++++ RECORDS FOR PROCESSING

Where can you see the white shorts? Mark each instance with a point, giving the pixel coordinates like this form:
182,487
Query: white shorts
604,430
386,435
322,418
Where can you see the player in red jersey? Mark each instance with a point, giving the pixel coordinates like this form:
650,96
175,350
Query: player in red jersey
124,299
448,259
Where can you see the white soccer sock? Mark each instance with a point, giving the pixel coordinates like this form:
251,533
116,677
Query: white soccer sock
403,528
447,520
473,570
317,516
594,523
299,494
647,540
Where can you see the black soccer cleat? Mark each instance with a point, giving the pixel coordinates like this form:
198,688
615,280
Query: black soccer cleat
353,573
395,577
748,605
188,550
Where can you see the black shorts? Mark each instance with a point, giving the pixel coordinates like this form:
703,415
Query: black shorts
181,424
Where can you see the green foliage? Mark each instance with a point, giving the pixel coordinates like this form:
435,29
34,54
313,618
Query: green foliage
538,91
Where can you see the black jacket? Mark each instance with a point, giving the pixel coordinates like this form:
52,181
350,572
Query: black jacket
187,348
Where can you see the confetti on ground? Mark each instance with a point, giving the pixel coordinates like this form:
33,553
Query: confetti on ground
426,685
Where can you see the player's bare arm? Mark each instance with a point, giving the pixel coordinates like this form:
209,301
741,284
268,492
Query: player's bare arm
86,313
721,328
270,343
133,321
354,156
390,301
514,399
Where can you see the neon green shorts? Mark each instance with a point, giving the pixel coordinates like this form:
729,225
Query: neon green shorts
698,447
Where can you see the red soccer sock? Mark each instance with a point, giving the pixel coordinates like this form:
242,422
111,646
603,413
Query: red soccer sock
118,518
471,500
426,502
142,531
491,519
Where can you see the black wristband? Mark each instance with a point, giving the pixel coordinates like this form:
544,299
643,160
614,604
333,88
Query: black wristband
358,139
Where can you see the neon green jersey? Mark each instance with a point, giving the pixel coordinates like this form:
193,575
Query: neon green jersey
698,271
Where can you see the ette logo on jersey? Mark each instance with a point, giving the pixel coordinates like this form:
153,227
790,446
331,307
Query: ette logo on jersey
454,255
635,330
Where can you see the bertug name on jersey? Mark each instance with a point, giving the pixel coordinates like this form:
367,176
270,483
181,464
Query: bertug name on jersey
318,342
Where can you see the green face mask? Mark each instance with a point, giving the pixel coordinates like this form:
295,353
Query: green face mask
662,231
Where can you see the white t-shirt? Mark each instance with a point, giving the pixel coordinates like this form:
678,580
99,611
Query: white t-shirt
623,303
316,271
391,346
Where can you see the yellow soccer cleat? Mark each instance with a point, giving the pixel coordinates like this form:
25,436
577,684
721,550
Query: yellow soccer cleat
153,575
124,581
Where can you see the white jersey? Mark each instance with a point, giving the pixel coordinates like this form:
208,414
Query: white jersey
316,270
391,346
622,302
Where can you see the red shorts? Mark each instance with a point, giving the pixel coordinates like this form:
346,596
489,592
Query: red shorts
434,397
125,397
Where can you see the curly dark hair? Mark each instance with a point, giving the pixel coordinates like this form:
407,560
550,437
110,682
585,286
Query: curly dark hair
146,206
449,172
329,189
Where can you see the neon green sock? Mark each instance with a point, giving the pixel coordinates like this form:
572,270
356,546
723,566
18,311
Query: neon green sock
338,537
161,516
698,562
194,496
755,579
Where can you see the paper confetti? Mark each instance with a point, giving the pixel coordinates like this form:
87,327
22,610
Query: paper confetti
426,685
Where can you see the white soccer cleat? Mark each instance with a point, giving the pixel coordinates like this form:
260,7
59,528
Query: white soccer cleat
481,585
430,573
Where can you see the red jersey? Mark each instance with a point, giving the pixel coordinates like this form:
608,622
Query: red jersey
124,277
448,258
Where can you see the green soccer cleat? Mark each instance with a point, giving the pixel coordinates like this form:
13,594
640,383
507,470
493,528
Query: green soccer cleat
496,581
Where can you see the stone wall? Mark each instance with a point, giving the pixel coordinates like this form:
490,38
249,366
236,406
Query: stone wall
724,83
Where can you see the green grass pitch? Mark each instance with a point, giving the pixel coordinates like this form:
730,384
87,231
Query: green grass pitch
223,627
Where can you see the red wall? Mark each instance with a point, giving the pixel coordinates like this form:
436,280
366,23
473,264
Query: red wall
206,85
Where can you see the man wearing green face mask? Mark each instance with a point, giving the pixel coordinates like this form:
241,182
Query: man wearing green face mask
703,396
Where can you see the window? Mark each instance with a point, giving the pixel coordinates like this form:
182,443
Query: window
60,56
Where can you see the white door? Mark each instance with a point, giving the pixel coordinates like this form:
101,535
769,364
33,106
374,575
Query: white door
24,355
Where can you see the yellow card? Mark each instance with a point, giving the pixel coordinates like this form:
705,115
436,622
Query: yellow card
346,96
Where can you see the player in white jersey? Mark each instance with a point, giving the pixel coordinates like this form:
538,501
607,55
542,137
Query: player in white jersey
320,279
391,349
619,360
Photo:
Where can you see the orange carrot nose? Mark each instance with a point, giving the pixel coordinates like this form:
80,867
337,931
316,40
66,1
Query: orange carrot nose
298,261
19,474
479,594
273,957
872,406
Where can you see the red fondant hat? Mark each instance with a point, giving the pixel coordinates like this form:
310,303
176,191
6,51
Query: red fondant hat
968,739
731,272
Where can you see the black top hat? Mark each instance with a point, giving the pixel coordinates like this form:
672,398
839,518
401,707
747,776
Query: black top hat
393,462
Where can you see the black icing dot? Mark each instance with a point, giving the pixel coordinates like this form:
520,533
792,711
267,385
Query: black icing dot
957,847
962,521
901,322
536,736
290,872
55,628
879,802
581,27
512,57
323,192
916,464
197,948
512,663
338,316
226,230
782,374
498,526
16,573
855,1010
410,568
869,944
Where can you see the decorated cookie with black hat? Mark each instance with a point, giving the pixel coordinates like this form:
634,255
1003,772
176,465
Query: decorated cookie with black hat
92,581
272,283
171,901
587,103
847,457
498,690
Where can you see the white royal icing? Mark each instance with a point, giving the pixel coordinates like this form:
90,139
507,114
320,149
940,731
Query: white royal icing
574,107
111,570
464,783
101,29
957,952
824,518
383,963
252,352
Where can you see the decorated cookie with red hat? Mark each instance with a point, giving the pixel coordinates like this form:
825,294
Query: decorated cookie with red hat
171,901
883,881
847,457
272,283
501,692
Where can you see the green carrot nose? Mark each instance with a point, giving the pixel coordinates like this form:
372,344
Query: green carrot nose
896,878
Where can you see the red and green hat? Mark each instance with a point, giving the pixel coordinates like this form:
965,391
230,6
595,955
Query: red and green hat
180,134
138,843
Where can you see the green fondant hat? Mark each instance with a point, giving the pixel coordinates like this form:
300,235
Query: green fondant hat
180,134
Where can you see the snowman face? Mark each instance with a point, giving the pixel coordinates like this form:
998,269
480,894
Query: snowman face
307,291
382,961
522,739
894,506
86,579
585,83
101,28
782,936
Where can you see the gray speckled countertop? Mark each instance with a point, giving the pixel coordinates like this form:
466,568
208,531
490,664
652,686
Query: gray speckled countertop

++++++++

Reproduce the data in full, exactly as presented.

* _TASK RESPONSE_
Where can you see the white shorts? Mark each instance with a point, giving the pixel coordinates like this form:
182,487
Query: white shorts
604,430
386,435
322,418
Where can you see the player in red jersey? Mark each instance with a point, giving the pixel coordinates like this form:
650,96
175,350
Query: player in red jersey
124,299
448,259
Where can you see the white soccer sock? Mark each instance with a point, giving the pixel coordinates like this form:
251,533
116,677
Query: white soccer sock
403,528
447,520
473,570
317,516
594,523
299,494
647,540
Where can you see the black soccer cleat? Mark each instance with a point, giving the pixel coordinates like this form:
198,688
615,280
Query: black soccer cleat
353,573
395,577
748,605
188,550
Where can you see the black shorts? Mark each instance with a point, giving the pixel coordinates like this form:
703,415
Query: black shorts
181,424
Where can you see the green foliage? Mark each instance with a point, giving the pixel coordinates like this form:
435,29
34,54
313,618
Query: green foliage
538,91
Where can you see the black jacket? Mark each instance with a point, giving the pixel coordinates like this form:
52,181
350,572
Query: black jacket
187,348
Where can you see the confetti on ground? Mark each instance with a point, giving the pixel coordinates like this form:
33,553
Query: confetti on ground
426,685
Where can you see the player's bare arm? Mark each instance with a point, giving the pixel coordinates like this form:
209,301
741,284
268,492
Query: player's bare arm
86,313
721,328
270,343
133,321
354,156
390,301
514,399
Where can you see the neon green shorts? Mark each instance with a point, giving the pixel coordinates like this form:
729,225
Query: neon green shorts
698,447
Where can you see the red soccer sock? Mark each instance with a point, giving the pixel coordinates like this form:
242,422
111,646
603,413
Query: red soccer sock
118,518
471,500
426,502
142,531
491,519
Where can you see the black wristband? Mark each instance with a point, giving the pixel coordinates like this form:
544,299
643,160
614,604
333,88
Query: black wristband
358,139
Where can you see the neon green jersey? Mark each instance with a point, giving the pixel coordinates like this form:
193,575
Query: neon green jersey
698,271
Where can you see the ette logo on jersey? Mark each instance with a point, giving the pixel coordinates like this form:
153,227
790,446
331,307
Query: ette logo on jersey
454,255
635,330
Where can you see the bertug name on jersey? Mark each instance with a point, giving the pixel coordinates like this form:
367,176
270,483
181,464
Query: bertug name on jersey
318,342
Where can you see the green face mask? Mark each instance with a point, giving the pixel coordinates like this form:
295,353
Query: green face mask
662,231
Where can you see the white t-shirt? Mark each instance with a point, giving the pixel coordinates like this form:
678,580
99,611
Query: white t-shirt
623,303
316,271
391,346
Where can you see the yellow soccer cleat? Mark each instance with a point, giving the pixel coordinates like this form:
25,436
577,684
721,550
Query: yellow soccer cleat
153,575
124,581
Where can you see the white jersey? Mark each instance with a point, giving the pixel coordinates like this form:
208,414
Query: white jersey
316,270
391,346
622,302
Where can you see the red shorts? Mark each instance with a point, giving the pixel coordinates like this form:
346,596
489,592
Query: red shorts
434,397
125,397
Where can you see the curly dark hair? Mark each instance with a point, giving the pixel coordinates like this form:
407,560
550,437
110,682
585,286
Query: curly dark hair
146,206
449,172
329,189
Where can you see the neon green sock? Mark each instance with a point, giving the pixel coordinates like this form:
572,270
356,546
723,566
18,311
Query: neon green sock
338,537
161,516
698,562
194,496
755,579
Where can you see the paper confetti? Mark each instance with a point, giving the pixel coordinates like this form:
87,327
22,610
Query: paper confetti
426,685
Where can you see the white soccer cleat? Mark each instance with a point, giving the pixel coordinates like this form:
260,7
59,528
Query: white soccer cleat
481,585
430,573
Where can you see the red jersey? Mark each instance with a point, giving the pixel coordinates like this form:
608,622
Query: red jersey
124,277
448,258
Where can you see the green soccer cleat? Mark each instance with a point, giving the pixel coordinates like this form:
13,594
640,383
507,470
493,528
Query: green soccer cleat
496,581
Where can you see the stone wall? Mark each instance with a point, giving the pixel coordinates like this form:
490,38
249,366
236,406
Query: stone wall
724,83
Where can you see the green grass pitch? Mark each instance with a point, giving the pixel coordinates like this form:
730,384
87,231
Query: green grass pitch
223,627
Where can you see the red wall? Mark each instance with a point, giving the pixel coordinates like this form:
436,280
366,23
473,264
Query: red wall
206,85
Where can you see the man wearing green face mask? Mark each instance with a point, giving the pixel coordinates like this form:
241,182
Query: man wearing green face mask
703,396
Where can you see the window? Mark each instance with a point, giving the pixel coordinates like this form:
182,443
Query: window
60,56
Where can you see the white door? Mark each instance with a point, giving the pixel coordinates like this form:
101,535
769,364
33,106
374,575
Query: white door
24,355
Where can you see the yellow card? Mark each instance with a point, giving the pixel coordinates like this form:
705,115
436,622
Query: yellow card
346,96
Where can you see the player in white jersey? Mark each instance with a point, giving the pixel coordinates like this form:
538,501
607,55
542,137
Query: player in white jersey
320,279
391,349
619,360
Photo:
Where can you see the orange carrot nose? Mark each instance with a point, giving the pixel coordinates like this form:
80,867
337,931
316,40
66,1
Query: orange carrot nose
298,261
19,474
479,594
273,957
872,406
Where can you see the red fondant hat? Mark each instance with a point, giving the pixel coordinates like this form:
310,303
176,191
6,51
Query: red fondant hat
968,739
731,272
Where can you see the black top hat? Mark each instance with a point, giving the pixel coordinates like this form:
672,398
839,518
401,707
747,776
Query: black top hat
393,462
Where can you see the black icing dot? Mark each instance with a point, giving the pixel coordinates like this form:
520,533
792,711
267,385
Query: black icing dot
957,847
962,521
901,322
536,736
290,872
55,628
879,802
581,27
512,57
323,192
916,464
197,948
512,663
338,316
226,230
782,374
498,526
16,573
855,1010
410,568
869,944
Where can you see the decorated cookie with black hat? Mark each instance with a point, giving the pixel coordinates like this form:
634,255
1003,772
176,465
Query: decorated cookie with black hat
92,581
272,283
171,901
587,103
847,457
498,690
Where can you see the white royal icing? Mark each instance with a point, giving the pixel coordinates like this form:
90,139
507,114
320,149
940,731
Query: white royal icing
574,107
111,570
464,783
101,29
957,952
824,518
383,963
252,352
Where can you see the decorated cookie with red hat? Mark each instance with a point, giving the pixel coordinates like this form:
825,294
Query: decorated cookie with red hat
171,901
883,881
847,457
272,283
501,692
Where can you see the green carrot nose? Mark each instance with a point, giving the pixel coordinates like this form:
372,344
Query: green carrot nose
896,878
Where can you see the red and green hat? Mark each instance with a point, giving the pixel coordinates like this form:
965,391
230,6
595,955
Query: red and green hat
180,134
138,843
Where can you see the green fondant hat? Mark each instance with a point, giving the pixel coordinates like this form:
300,235
Query: green fondant hat
180,134
Where can you see the snowman face? Mark each instance with a point, giving the pixel coordinates like this form:
998,269
480,894
Query: snowman face
307,291
382,961
522,739
894,506
86,579
585,83
101,28
782,936
Where can you see the gray speckled countertop? Mark each instance with a point, giving the pixel coordinates like this form:
466,568
208,531
490,664
652,686
Query: gray speckled countertop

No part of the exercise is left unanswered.